Material for this task:
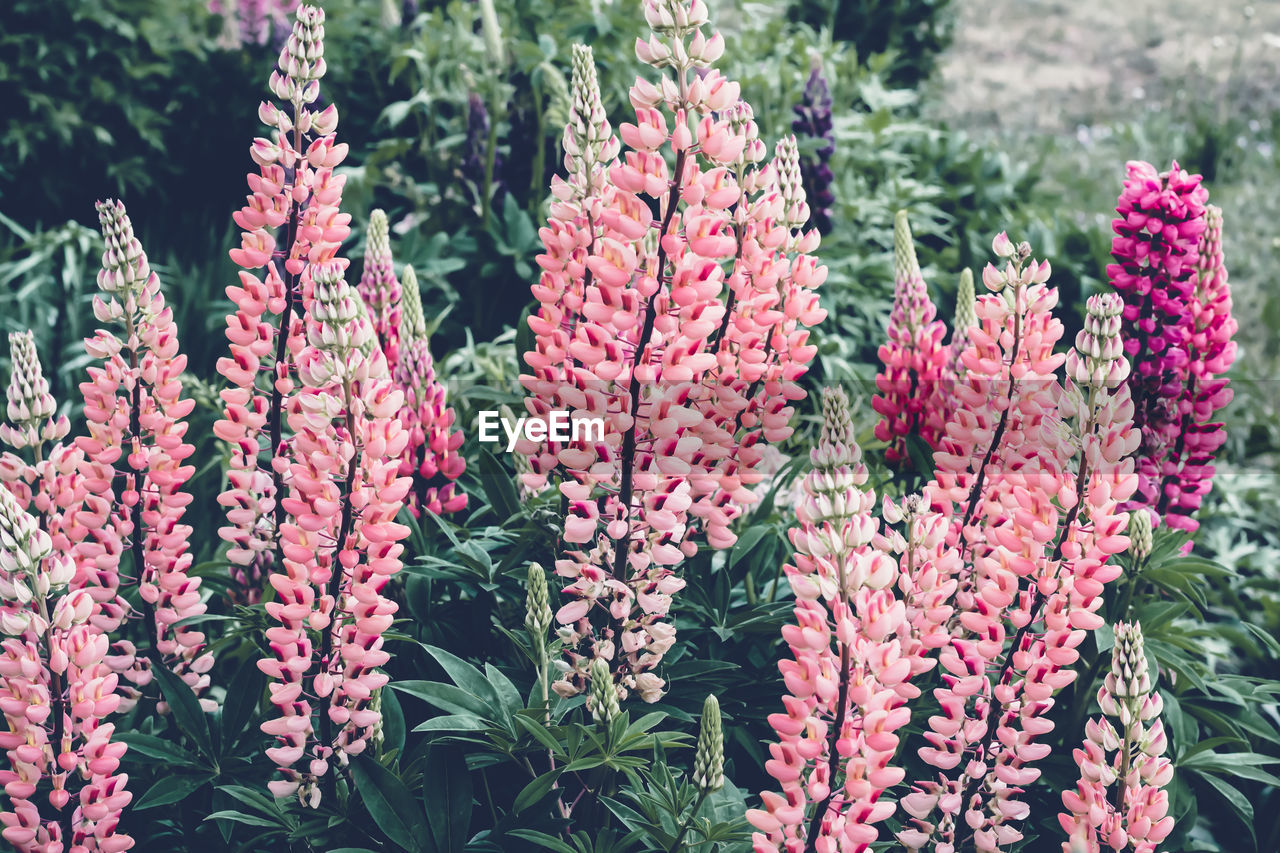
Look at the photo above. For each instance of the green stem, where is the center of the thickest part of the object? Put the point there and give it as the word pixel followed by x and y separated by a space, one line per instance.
pixel 689 821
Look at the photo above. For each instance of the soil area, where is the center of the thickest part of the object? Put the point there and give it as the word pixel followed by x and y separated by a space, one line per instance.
pixel 1051 65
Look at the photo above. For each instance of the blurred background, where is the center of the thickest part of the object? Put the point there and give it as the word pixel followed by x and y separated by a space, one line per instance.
pixel 976 115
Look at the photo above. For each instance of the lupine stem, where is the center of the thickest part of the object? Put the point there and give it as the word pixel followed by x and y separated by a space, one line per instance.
pixel 629 438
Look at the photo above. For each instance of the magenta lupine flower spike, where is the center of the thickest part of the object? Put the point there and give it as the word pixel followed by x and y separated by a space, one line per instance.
pixel 339 544
pixel 1156 246
pixel 135 460
pixel 1188 470
pixel 1128 755
pixel 291 222
pixel 673 305
pixel 432 456
pixel 844 703
pixel 55 690
pixel 1029 475
pixel 910 386
pixel 380 288
pixel 813 121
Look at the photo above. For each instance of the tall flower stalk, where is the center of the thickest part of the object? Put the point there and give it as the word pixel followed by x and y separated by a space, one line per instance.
pixel 135 465
pixel 995 580
pixel 844 703
pixel 1031 475
pixel 813 122
pixel 1119 803
pixel 55 684
pixel 1178 333
pixel 341 546
pixel 291 223
pixel 910 395
pixel 433 455
pixel 691 368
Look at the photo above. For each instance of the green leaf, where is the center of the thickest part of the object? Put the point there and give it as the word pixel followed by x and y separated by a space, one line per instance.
pixel 242 699
pixel 1238 802
pixel 446 697
pixel 248 820
pixel 391 804
pixel 535 790
pixel 920 455
pixel 506 690
pixel 393 721
pixel 453 723
pixel 447 796
pixel 498 486
pixel 156 749
pixel 746 543
pixel 538 730
pixel 543 840
pixel 186 708
pixel 168 790
pixel 464 674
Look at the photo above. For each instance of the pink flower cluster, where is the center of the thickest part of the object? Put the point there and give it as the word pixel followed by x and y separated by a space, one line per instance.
pixel 912 396
pixel 675 305
pixel 1136 817
pixel 1178 333
pixel 56 680
pixel 291 222
pixel 837 738
pixel 379 287
pixel 997 579
pixel 135 459
pixel 339 546
pixel 432 456
pixel 316 443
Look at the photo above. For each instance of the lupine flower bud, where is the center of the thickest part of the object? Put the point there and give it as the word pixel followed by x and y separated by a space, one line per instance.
pixel 432 456
pixel 676 293
pixel 1029 512
pixel 31 407
pixel 55 687
pixel 965 319
pixel 709 760
pixel 24 544
pixel 1098 356
pixel 135 461
pixel 380 290
pixel 538 610
pixel 849 675
pixel 604 694
pixel 1139 534
pixel 910 396
pixel 1137 816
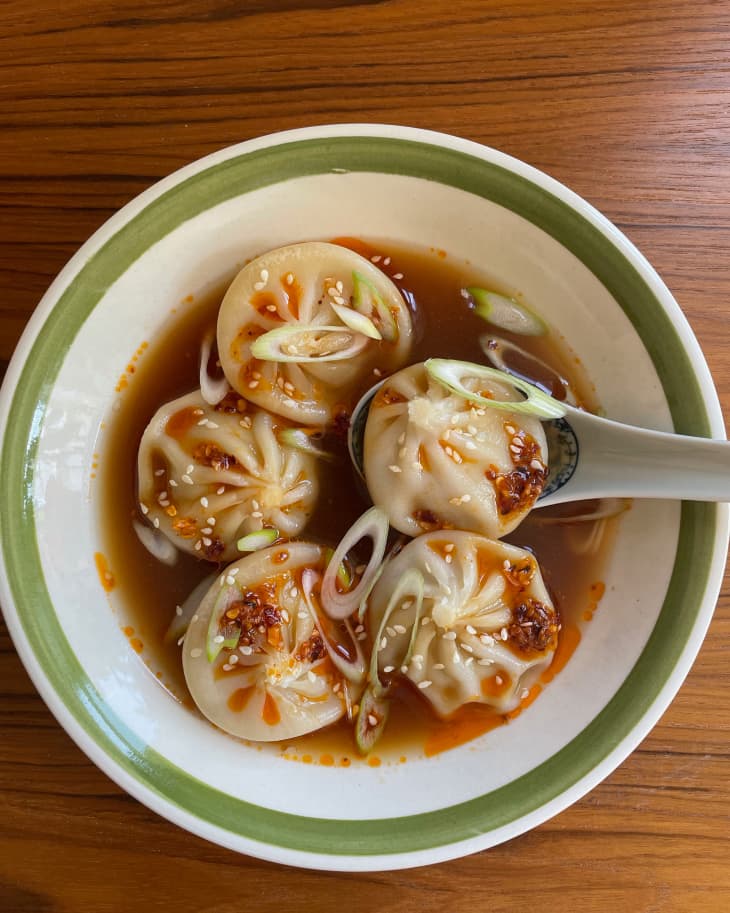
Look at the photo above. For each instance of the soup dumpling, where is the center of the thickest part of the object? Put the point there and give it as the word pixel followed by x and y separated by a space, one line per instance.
pixel 253 658
pixel 210 474
pixel 486 629
pixel 434 460
pixel 302 286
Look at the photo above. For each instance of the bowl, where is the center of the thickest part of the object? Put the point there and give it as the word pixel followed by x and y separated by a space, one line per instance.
pixel 184 236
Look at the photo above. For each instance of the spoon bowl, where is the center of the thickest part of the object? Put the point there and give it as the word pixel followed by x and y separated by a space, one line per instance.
pixel 593 457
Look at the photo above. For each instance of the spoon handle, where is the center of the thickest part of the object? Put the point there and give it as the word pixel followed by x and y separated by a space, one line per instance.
pixel 617 460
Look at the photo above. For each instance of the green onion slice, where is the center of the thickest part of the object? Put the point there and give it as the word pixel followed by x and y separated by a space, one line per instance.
pixel 371 719
pixel 356 321
pixel 367 301
pixel 307 343
pixel 451 374
pixel 506 313
pixel 409 586
pixel 258 539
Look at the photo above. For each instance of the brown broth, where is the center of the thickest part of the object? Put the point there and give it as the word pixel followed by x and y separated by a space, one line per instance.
pixel 149 591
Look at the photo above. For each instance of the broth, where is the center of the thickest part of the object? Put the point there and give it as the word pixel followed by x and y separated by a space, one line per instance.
pixel 149 591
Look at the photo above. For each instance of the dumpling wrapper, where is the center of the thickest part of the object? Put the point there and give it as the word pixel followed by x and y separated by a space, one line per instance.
pixel 297 285
pixel 434 460
pixel 487 627
pixel 281 685
pixel 198 463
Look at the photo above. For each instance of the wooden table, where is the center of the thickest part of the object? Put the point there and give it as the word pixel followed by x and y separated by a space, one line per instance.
pixel 629 104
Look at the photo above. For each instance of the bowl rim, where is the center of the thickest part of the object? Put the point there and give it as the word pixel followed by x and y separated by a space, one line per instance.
pixel 707 420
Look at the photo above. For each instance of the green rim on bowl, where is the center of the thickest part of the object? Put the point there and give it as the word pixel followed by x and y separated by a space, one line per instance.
pixel 205 189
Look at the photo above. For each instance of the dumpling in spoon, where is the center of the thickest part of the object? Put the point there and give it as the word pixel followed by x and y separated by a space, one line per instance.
pixel 435 459
pixel 484 630
pixel 258 656
pixel 301 329
pixel 208 475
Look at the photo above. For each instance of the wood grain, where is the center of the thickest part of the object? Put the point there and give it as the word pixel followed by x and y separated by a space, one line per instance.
pixel 628 103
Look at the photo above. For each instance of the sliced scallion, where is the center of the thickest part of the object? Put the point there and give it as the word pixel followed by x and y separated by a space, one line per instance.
pixel 451 374
pixel 371 719
pixel 367 301
pixel 256 540
pixel 506 313
pixel 356 321
pixel 307 343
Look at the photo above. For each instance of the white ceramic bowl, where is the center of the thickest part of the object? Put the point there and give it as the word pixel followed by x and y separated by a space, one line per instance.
pixel 183 236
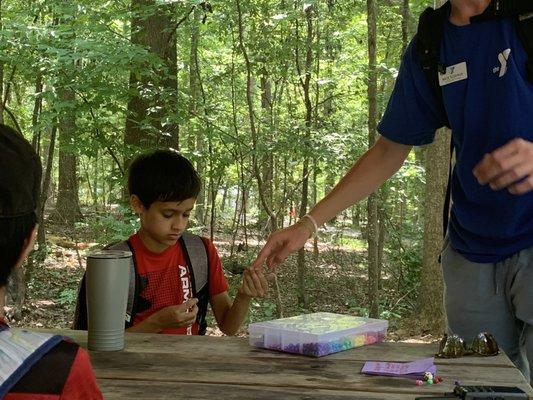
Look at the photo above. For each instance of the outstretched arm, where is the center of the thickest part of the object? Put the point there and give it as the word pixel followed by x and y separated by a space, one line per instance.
pixel 377 165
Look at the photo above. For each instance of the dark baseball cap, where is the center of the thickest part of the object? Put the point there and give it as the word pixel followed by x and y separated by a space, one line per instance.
pixel 20 175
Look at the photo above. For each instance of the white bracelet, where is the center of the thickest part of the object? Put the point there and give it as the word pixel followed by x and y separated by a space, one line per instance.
pixel 313 221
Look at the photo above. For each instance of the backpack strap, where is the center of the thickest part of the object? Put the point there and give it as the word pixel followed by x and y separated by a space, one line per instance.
pixel 429 38
pixel 524 27
pixel 197 258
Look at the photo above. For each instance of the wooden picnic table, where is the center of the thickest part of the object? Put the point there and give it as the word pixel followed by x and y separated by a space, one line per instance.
pixel 205 367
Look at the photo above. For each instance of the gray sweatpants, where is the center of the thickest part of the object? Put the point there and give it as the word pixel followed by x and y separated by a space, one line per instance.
pixel 496 298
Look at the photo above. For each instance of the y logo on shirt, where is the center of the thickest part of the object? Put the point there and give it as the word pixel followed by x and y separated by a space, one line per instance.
pixel 502 58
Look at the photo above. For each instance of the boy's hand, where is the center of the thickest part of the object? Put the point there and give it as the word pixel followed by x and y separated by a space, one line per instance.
pixel 176 316
pixel 510 166
pixel 254 283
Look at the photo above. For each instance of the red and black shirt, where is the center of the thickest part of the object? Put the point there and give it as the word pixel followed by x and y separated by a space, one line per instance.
pixel 169 279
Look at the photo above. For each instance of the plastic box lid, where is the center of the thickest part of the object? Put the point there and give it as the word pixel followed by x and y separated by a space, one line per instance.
pixel 317 327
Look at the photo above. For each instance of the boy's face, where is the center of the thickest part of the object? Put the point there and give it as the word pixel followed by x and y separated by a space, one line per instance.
pixel 163 223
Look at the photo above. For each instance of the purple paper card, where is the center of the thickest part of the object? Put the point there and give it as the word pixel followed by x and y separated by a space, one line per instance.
pixel 413 370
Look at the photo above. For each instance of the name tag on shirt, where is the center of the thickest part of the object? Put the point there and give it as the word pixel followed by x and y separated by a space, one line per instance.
pixel 454 73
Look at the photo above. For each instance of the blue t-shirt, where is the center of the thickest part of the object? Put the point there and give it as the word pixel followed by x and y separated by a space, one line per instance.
pixel 488 109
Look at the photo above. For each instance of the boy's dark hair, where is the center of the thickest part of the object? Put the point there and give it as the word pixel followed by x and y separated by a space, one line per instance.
pixel 163 175
pixel 20 183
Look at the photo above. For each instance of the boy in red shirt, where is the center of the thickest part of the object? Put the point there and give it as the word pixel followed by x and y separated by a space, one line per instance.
pixel 163 186
pixel 32 365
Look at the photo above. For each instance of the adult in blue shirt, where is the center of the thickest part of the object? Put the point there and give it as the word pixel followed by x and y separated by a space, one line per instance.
pixel 488 260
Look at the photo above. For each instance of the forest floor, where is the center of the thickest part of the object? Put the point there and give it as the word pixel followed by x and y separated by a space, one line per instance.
pixel 335 282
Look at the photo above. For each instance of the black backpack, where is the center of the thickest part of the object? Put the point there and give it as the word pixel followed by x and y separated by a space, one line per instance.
pixel 198 261
pixel 429 38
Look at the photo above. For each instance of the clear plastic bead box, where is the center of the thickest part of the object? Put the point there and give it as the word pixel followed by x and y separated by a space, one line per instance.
pixel 317 334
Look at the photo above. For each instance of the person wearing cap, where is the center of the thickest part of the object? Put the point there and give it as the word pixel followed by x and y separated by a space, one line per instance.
pixel 32 365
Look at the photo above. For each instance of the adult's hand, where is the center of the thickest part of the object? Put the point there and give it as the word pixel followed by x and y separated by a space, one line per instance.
pixel 254 283
pixel 510 167
pixel 281 244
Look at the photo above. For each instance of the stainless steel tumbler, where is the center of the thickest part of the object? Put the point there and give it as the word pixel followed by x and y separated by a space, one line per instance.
pixel 107 284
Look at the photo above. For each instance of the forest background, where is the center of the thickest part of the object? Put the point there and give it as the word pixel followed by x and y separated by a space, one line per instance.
pixel 272 100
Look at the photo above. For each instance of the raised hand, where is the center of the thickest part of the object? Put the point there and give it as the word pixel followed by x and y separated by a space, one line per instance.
pixel 281 244
pixel 510 166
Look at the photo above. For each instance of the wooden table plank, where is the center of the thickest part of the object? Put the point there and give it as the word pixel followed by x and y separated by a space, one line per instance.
pixel 199 367
pixel 122 389
pixel 215 347
pixel 295 373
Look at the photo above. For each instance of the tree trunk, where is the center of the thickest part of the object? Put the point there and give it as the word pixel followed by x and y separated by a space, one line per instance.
pixel 251 115
pixel 154 90
pixel 196 135
pixel 41 236
pixel 267 161
pixel 306 86
pixel 437 159
pixel 67 209
pixel 372 203
pixel 1 76
pixel 431 312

Directions: Can you write out, word for word, the part of the material that opens with the line containing "Look at the photo above. For each instance of the raised" and closes with the line containing "pixel 295 373", including both of those lines?

Final answer:
Look at the photo above. For each instance of the raised hand, where is the center of the thickest part of the object? Put the point there and give it as the word pixel followed by x and y separated by a space, one line per instance.
pixel 281 244
pixel 510 166
Look at the photo above. For each instance of the wooden table plank, where is the center of the thickest part of the object? Put the point there and give it as the word pixel followed by x and y separated by a space, one line per instance.
pixel 199 367
pixel 122 389
pixel 215 347
pixel 295 373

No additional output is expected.